-- START OF Excerpted data --

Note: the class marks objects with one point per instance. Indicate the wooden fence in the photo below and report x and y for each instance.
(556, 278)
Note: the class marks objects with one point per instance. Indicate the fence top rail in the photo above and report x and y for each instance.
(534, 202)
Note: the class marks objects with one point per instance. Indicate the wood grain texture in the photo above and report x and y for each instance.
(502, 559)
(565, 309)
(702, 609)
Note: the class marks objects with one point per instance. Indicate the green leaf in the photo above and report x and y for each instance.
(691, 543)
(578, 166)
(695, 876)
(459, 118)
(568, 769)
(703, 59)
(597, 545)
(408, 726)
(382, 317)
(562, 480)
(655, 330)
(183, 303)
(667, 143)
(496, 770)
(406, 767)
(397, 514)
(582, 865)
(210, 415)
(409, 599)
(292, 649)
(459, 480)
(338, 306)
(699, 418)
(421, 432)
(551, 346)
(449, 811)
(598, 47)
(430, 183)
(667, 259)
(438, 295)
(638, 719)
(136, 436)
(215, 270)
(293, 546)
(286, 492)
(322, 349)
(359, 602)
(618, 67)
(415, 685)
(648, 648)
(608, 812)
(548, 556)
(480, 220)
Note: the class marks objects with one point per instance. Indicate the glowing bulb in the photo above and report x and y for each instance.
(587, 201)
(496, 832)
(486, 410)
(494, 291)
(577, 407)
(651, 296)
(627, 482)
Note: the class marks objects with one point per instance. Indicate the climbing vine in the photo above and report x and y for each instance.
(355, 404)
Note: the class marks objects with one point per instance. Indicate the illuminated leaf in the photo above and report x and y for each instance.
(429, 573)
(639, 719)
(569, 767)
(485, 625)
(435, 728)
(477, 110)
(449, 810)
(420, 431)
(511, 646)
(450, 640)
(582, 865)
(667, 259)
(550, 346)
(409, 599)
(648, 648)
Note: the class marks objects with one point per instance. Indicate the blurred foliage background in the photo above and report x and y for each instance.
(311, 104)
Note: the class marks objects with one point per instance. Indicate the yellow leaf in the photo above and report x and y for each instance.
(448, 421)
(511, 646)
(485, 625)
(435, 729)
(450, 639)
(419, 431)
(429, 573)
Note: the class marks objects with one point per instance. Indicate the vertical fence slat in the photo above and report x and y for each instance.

-- END OF Excerpted data --

Work to complete —
Begin at the line that has "Indicate the glowing" and stop after the last line of the entries above. Copy every line, requests included, and shift each x and y coordinate in the answers by -60.

Response —
Note: the class marks objects with one point per instance. Indicate the glowing bulb in the photo above and report x and y for each instance.
(527, 141)
(436, 772)
(426, 350)
(434, 231)
(517, 347)
(591, 236)
(567, 422)
Note: the class marks objects with one point per instance. Indicate the climbing vine in the photo above and report x and y for each instance.
(295, 344)
Note: the class marks objects with one point per instance. Indicate the illuminated leaf in the photo above and report x and y for each instance.
(369, 513)
(579, 659)
(509, 707)
(425, 565)
(375, 668)
(417, 50)
(389, 750)
(360, 371)
(451, 586)
(390, 580)
(522, 805)
(607, 199)
(490, 286)
(349, 539)
(588, 588)
Note: the class marks objects with one point per instance. Indicate the blurred foliage background in the photo above and report x and y for each instance.
(251, 44)
Note: the class marks objects with one point per instance. Indicate the yellow leaf in the photo above and report x and y for each instance.
(388, 361)
(451, 586)
(425, 565)
(375, 669)
(390, 579)
(359, 371)
(369, 513)
Note: the class marks objects with one point per instance. Indicate the vertical fence slat in the photo above and report x and y for each instance.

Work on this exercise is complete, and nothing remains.